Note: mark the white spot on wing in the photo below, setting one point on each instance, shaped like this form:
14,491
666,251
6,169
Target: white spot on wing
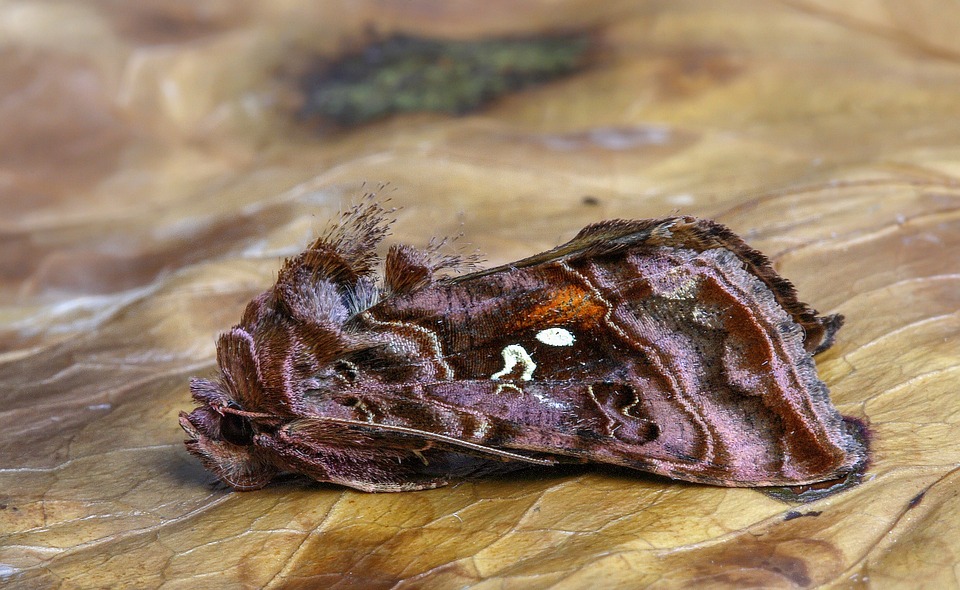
556,337
512,355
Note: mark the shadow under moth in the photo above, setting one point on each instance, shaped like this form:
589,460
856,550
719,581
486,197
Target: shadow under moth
664,345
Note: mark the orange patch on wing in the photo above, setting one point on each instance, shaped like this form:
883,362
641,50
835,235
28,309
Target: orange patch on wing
569,304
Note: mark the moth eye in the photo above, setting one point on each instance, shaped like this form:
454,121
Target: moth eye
347,370
236,430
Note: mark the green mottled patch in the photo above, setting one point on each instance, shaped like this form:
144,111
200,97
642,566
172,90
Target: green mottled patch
407,74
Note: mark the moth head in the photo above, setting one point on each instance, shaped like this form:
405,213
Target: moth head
224,428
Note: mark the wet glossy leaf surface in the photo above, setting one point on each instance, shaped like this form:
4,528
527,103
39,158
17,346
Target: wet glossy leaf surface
154,175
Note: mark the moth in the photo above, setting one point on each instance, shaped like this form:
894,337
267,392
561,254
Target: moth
664,345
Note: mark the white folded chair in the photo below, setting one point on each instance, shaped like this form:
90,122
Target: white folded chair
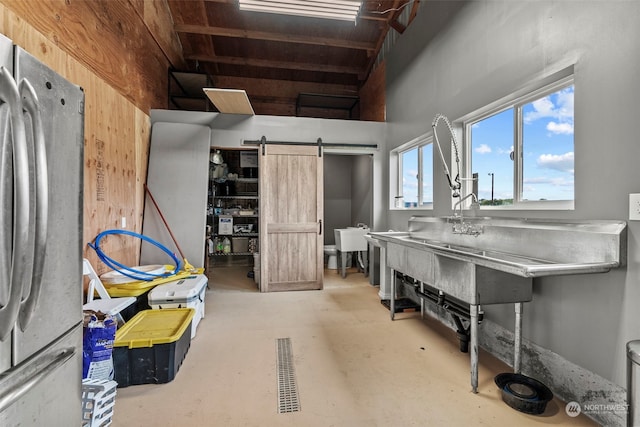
105,304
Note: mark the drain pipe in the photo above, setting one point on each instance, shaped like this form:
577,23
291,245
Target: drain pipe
456,309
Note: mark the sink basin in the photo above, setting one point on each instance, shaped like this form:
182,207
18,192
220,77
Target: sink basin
351,239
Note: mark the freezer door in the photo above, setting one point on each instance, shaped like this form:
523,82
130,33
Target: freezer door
59,303
46,389
6,197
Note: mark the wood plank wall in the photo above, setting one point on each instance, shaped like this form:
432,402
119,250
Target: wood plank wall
372,96
112,49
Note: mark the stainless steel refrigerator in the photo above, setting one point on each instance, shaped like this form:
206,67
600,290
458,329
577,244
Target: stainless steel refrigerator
41,186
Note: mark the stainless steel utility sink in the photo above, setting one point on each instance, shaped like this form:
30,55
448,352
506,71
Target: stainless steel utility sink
498,265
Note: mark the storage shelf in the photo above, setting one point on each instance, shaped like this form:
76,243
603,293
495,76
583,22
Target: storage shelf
240,196
238,215
233,253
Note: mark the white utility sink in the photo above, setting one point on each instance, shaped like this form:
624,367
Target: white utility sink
350,239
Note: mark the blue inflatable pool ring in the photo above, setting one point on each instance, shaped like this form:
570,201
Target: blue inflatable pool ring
128,271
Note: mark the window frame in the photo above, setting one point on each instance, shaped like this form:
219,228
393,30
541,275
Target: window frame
396,159
516,102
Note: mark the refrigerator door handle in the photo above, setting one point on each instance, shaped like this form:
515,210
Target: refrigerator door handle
26,376
30,296
22,254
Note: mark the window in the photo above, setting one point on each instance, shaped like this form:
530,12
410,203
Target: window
523,150
415,173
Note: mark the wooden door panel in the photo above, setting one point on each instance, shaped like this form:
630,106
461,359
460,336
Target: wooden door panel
291,213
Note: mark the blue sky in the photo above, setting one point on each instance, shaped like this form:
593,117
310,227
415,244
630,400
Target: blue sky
548,153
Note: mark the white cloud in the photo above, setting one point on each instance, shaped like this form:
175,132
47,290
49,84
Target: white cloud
483,149
561,128
562,162
558,107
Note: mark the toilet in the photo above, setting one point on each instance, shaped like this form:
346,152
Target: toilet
332,254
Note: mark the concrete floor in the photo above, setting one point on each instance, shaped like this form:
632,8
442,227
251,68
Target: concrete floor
353,365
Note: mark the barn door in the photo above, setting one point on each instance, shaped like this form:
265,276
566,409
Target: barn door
291,206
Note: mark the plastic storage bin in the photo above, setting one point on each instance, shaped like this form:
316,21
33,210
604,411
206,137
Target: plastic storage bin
150,347
184,293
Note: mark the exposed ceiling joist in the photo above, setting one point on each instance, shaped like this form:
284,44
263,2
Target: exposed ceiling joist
278,37
275,64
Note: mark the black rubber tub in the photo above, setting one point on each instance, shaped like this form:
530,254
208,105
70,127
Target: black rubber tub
523,393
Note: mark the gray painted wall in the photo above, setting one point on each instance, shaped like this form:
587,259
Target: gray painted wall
337,194
178,161
362,190
366,178
490,49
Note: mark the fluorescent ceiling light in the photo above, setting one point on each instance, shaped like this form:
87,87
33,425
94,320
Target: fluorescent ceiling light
346,10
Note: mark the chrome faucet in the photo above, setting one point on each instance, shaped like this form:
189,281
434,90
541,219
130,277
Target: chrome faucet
460,226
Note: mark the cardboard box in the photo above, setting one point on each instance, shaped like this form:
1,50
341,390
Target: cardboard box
184,293
225,224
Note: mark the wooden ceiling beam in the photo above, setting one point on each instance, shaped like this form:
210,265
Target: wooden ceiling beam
265,63
278,37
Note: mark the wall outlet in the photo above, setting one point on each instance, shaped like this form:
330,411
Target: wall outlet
634,207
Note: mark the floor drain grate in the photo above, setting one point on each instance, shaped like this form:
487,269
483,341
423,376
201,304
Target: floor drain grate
288,400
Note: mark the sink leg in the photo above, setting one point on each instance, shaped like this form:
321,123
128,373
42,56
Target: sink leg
474,346
343,255
517,351
392,299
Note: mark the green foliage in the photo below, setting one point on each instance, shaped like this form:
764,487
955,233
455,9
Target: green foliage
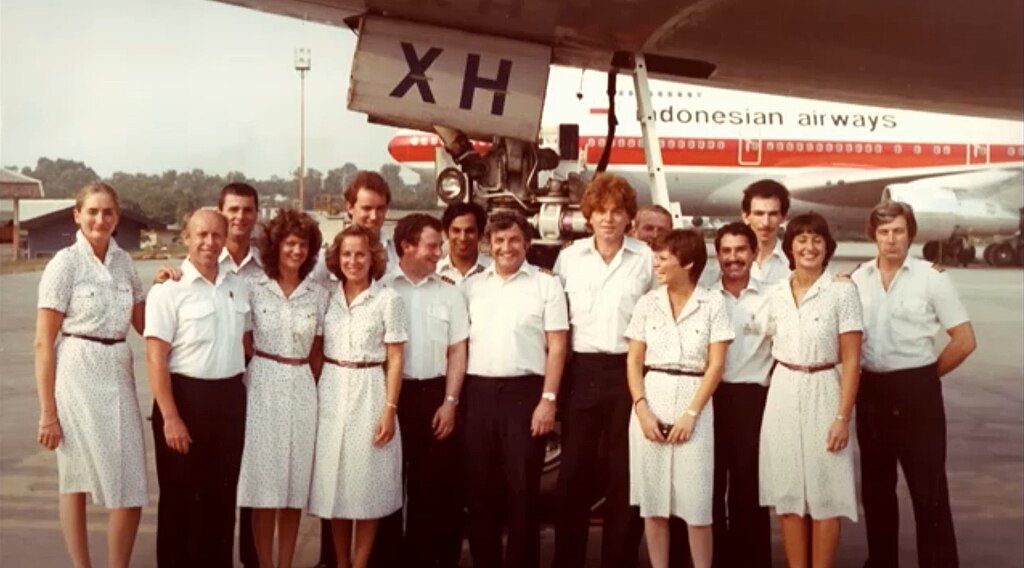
168,195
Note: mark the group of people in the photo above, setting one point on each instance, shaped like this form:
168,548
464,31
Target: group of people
406,397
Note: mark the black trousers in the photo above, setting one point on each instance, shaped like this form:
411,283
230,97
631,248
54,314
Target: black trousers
196,514
741,527
502,466
595,420
900,419
431,471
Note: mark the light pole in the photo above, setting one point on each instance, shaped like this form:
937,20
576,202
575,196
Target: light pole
302,64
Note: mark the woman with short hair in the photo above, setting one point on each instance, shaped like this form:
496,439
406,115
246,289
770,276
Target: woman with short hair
286,343
678,338
91,295
806,469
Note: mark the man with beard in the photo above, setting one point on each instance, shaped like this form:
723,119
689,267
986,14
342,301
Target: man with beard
741,527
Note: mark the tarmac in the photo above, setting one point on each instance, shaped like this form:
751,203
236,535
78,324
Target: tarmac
984,401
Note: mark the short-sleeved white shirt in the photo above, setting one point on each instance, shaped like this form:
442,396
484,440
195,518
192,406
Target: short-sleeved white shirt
900,324
250,268
287,325
448,270
749,357
680,343
808,334
601,296
359,332
204,322
508,318
95,298
437,318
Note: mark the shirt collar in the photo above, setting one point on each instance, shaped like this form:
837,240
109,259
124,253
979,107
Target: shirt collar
251,256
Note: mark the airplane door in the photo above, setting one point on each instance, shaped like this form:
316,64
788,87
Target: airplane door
750,151
977,154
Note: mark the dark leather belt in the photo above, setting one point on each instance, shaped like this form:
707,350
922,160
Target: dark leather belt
284,360
674,372
353,364
808,368
104,341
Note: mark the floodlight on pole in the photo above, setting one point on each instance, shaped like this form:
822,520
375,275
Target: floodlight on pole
303,61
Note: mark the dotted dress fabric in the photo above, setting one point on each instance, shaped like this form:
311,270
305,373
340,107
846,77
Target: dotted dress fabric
102,451
281,399
353,479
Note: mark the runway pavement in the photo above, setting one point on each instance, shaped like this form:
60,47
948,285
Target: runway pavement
984,408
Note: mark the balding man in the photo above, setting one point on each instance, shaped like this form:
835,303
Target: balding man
194,345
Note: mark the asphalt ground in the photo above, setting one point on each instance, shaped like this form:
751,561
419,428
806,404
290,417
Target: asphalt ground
984,407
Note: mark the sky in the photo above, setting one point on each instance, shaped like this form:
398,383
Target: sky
154,85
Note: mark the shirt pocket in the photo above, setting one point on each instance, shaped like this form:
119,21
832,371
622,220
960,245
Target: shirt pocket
197,321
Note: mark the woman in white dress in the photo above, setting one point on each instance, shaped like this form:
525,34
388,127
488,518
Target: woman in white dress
678,334
357,461
806,468
287,345
91,295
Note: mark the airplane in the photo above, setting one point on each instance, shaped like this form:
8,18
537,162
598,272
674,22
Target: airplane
837,159
479,70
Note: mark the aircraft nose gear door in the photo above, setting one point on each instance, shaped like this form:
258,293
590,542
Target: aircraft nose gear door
750,151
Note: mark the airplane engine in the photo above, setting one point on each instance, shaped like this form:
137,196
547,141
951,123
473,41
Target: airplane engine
944,213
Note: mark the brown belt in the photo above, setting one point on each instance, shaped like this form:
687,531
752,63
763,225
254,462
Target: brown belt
675,372
808,368
104,341
353,364
284,360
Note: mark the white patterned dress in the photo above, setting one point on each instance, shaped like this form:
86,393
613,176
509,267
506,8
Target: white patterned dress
676,479
101,451
353,479
798,475
281,399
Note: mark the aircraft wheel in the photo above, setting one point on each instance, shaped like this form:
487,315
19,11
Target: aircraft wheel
987,255
1004,255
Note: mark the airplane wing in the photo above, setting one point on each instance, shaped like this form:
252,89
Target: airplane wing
863,188
943,55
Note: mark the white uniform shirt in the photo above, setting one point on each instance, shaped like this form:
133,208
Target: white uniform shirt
326,278
446,270
287,325
749,357
808,334
682,342
95,298
900,324
203,321
358,333
437,318
508,318
250,268
601,296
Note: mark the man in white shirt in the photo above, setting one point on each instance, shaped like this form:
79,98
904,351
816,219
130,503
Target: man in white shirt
195,355
651,222
367,202
741,527
463,223
900,413
517,341
603,275
433,368
763,208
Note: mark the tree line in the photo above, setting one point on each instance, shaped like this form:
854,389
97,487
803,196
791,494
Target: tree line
168,195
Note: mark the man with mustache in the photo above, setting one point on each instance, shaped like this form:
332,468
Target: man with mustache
741,527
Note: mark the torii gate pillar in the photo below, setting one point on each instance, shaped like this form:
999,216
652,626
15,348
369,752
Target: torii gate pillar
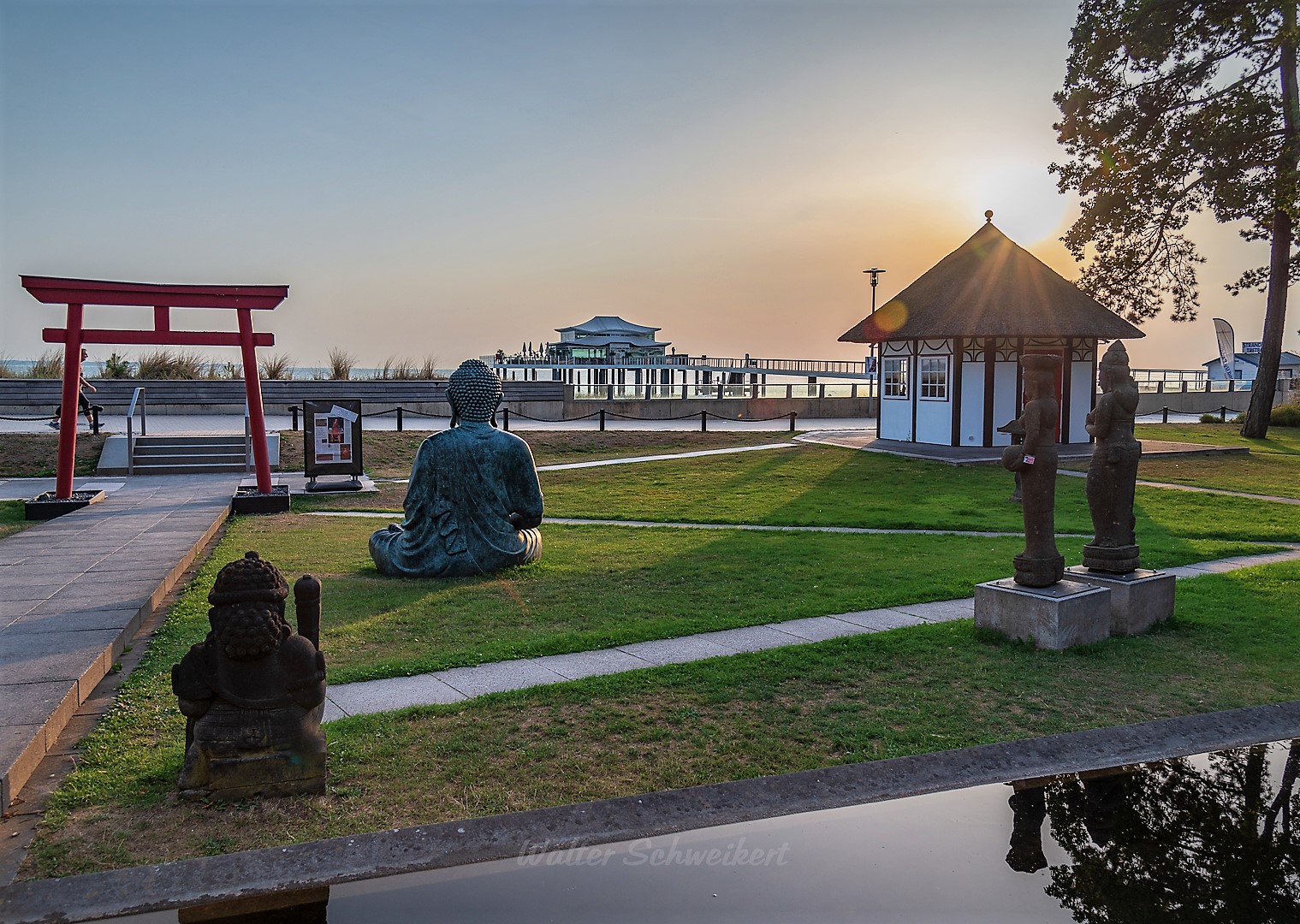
160,297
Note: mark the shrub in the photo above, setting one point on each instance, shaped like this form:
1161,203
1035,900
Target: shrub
1286,415
341,364
117,367
50,365
277,367
430,370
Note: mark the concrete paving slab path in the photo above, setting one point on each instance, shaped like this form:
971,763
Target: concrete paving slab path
74,590
465,683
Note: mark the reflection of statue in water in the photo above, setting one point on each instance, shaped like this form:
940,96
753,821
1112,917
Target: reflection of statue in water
252,691
473,503
1113,472
1186,840
1040,565
1029,808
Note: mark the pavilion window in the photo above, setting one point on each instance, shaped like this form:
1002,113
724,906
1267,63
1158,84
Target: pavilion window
894,377
934,377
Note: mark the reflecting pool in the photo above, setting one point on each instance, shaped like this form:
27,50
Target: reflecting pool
1209,837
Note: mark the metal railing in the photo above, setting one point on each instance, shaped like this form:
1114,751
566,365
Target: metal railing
721,391
741,365
137,400
248,440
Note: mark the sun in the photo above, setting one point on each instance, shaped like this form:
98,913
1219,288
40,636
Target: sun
1024,198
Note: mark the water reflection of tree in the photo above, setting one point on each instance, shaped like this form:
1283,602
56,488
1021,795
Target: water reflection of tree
1169,843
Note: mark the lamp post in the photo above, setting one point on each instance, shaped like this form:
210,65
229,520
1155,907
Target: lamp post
876,278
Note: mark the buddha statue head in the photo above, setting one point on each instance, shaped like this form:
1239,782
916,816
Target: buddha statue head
247,613
473,391
1113,370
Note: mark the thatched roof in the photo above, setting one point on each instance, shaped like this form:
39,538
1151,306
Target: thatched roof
989,286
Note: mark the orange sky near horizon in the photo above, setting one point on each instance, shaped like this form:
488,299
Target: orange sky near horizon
450,178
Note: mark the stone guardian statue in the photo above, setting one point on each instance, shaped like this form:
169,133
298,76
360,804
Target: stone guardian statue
1040,565
252,691
473,502
1113,471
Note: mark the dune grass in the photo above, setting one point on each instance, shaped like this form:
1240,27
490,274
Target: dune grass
1273,465
12,518
598,586
1232,643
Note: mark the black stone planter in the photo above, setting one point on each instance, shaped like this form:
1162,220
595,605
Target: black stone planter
248,500
47,506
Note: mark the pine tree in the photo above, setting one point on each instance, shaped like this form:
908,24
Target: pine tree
1170,108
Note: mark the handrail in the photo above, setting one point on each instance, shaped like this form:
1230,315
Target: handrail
137,397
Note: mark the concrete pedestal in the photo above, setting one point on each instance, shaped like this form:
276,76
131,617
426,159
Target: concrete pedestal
1057,618
1137,600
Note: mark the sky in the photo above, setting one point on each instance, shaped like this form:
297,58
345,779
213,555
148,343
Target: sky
443,180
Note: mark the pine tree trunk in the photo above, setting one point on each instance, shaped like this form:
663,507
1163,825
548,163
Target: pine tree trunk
1279,253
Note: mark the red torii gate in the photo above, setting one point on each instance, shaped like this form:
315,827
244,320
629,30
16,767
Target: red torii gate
162,297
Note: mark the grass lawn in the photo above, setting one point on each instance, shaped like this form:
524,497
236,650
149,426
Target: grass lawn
1273,465
929,688
829,486
12,518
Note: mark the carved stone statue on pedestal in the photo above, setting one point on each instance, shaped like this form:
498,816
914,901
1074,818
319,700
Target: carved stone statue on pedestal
1113,472
473,502
252,691
1040,565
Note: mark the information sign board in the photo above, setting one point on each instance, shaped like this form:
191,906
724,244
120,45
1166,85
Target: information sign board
332,435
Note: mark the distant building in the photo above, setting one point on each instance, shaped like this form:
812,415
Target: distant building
952,341
1247,364
605,340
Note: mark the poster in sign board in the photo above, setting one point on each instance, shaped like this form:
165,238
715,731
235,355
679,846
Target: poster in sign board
332,435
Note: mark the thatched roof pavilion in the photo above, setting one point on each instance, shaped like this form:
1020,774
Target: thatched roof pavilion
989,286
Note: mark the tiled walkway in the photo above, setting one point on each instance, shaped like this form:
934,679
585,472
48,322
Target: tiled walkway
74,590
467,683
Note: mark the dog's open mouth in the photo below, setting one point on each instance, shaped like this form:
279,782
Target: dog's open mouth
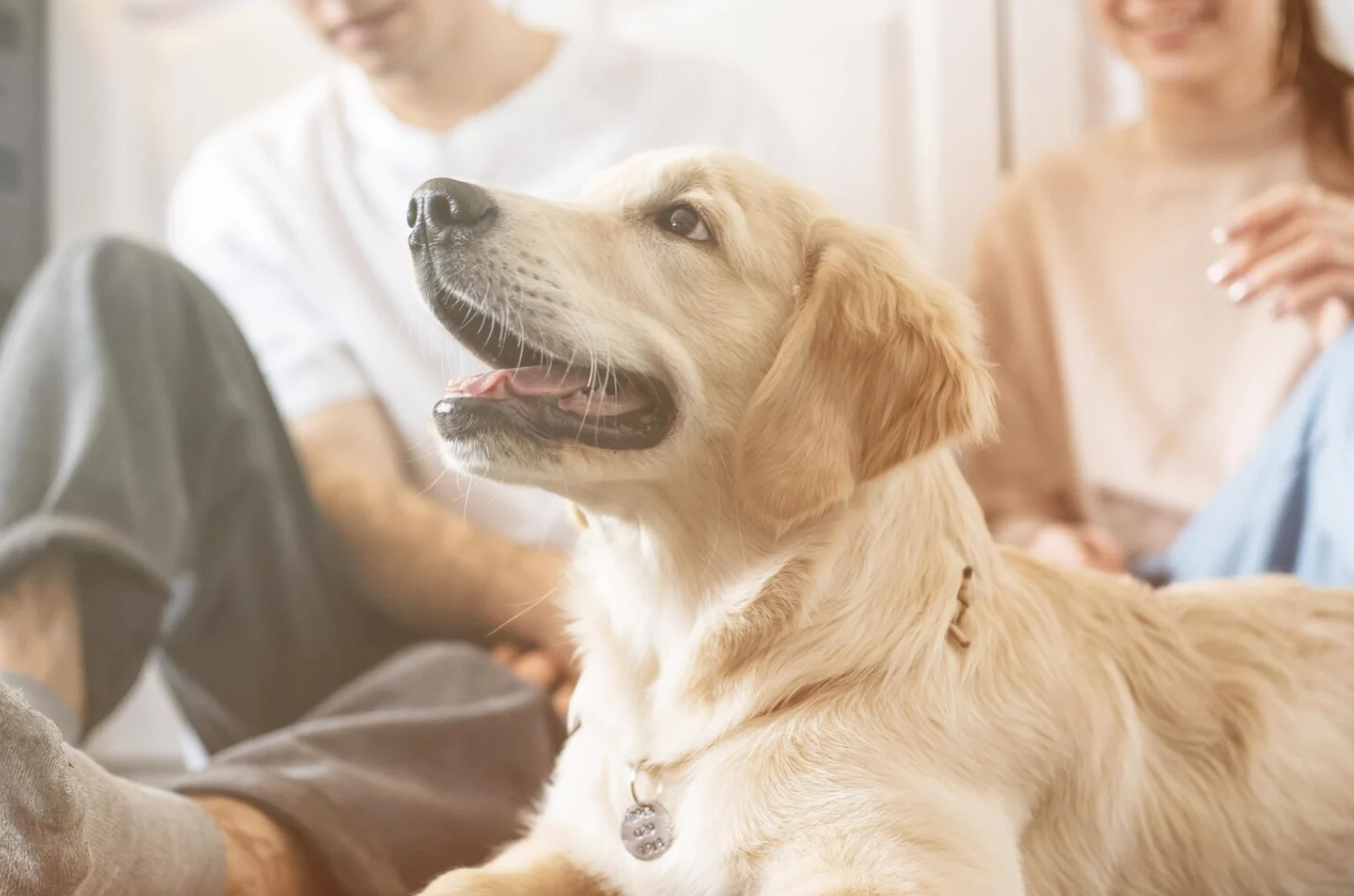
550,397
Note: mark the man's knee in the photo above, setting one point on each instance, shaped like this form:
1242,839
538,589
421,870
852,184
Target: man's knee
110,274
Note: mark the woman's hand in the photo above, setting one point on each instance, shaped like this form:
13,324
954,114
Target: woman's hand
1292,248
1083,545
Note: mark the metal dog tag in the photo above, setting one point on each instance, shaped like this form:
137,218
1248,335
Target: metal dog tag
646,832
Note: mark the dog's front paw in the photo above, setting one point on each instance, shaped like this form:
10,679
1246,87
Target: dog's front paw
466,881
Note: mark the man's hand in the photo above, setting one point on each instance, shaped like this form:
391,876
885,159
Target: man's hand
540,669
1083,545
414,560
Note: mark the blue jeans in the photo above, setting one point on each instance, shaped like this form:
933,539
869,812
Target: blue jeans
1290,508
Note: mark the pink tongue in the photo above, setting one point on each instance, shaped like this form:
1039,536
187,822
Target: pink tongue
520,382
569,386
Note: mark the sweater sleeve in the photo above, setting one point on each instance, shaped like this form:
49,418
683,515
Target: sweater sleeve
1028,477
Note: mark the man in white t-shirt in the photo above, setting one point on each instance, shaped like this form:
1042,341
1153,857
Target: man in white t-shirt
286,565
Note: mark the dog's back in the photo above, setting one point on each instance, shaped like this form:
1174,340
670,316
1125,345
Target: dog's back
1231,766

-*-*-

_Set task_.
Repeat exactly the lines from the one containing "Note: mark the thatched roof pavilion" to the last line of the records above, including both, and leave out any pictures.

_Problem solution_.
Note: mark the thatched roof pavilion in the photo above, setting one point on each instance, shaped like this form:
1020,774
Target: thatched roof pavilion
989,286
Note: mark the tiled walkway in the photo above, setting one point on each instance, shaped like this form:
934,679
585,472
48,322
Target: tiled walkway
74,590
467,683
Note: mark the dog's open mouth in the photo below, setting one point on each instance, shaped like this form:
279,782
Target: dog's open mouth
550,397
Note: mark the man's knee in the photo above, setting one point on each instance, shaped like this form:
1242,839
538,589
421,870
852,184
Target: man's knee
110,274
Note: mark the woman's hand in the photo above, setting one point on each instance, shaped like this form:
13,324
954,114
Target: woman's hand
1292,248
1083,545
Note: mark the metal dog tag in the photo above, setting one point on each instance, shaped like this form:
137,218
1248,335
Target: metal dog tag
646,832
Note: mark the dog's front paw in the photo above, setting one point on each instance, shaped like this form:
10,679
1246,87
Target: dog's front paw
466,881
Note: mark the man's hand in the photo above, setting one point on each instance, shaped like this form:
391,876
885,159
Target: man's hand
540,669
1083,545
414,560
Note: mark the blue jeans in the photo above, setting one point on each instance, shaped like this form:
933,539
869,812
Target: blue jeans
1290,508
Note: mark the pink tongue in the photo above, setting one point on each instance, shaped like this form:
1039,536
187,822
Target: pink tongue
520,382
569,386
Note: mark the sweater sleeve in the photo above, setting one point on each instance, shaped like this form:
49,418
683,515
Target: sweater sleeve
1028,477
Note: mark the man in white t-shirt in the photo above, setting one point on each instance, shaped like this form:
1042,341
1153,857
Target: man in white t-shirt
286,565
Note: mark the dog's back in the photo above, setting one point on each instance, shaped like this form:
1174,340
670,316
1125,345
Target: dog's back
1231,766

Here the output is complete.